## Task instructions
Copy the lines from the very first one through the line containing "[(189, 64)]", with both ends included, and replace "white cloud" with "cumulus cloud" wherever it appears. Leave everything else unchanged.

--- BEGIN Entries shown ---

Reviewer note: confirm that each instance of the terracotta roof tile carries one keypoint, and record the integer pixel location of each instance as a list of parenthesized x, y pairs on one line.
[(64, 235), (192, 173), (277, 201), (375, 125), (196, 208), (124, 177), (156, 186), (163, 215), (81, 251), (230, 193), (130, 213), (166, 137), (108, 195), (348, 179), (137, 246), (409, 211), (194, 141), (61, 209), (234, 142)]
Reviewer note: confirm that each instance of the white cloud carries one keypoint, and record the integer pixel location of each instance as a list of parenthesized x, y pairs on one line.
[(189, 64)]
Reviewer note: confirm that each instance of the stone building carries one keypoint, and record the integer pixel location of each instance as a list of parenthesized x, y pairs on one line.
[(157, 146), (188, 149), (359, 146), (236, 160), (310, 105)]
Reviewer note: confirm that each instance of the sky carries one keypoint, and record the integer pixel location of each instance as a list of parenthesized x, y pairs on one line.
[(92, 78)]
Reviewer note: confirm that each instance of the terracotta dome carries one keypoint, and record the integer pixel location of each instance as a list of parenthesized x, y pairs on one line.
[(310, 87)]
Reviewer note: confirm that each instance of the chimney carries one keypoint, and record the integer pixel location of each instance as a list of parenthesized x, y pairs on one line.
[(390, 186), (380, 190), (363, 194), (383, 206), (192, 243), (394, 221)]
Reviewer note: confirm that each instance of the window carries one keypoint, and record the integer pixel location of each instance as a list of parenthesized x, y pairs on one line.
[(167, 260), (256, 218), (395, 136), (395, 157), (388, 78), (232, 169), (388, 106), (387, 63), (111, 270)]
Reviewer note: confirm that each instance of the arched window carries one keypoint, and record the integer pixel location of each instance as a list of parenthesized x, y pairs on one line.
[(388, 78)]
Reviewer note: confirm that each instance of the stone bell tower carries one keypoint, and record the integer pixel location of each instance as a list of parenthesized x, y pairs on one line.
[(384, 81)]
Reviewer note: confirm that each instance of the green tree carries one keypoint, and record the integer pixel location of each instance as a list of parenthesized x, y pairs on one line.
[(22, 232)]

--- END Entries shown ---

## Problem solution
Reviewer note: confirm that each instance of the terracotta roof tile carries one keypoint, and record the integer pixel location of each instance as a list of parenthesized x, y pairs on one line.
[(64, 235), (192, 173), (277, 201), (375, 125), (196, 208), (124, 177), (156, 186), (163, 215), (81, 251), (230, 193), (130, 213), (166, 137), (108, 195), (348, 179), (137, 246), (409, 211), (194, 141), (61, 209), (234, 142)]
Reviewer note: confirm that each instance of the cumulus cloud carries one keypoint, and record the integer pixel location of each instance as a list of parenthesized x, y pairs on one line.
[(189, 64)]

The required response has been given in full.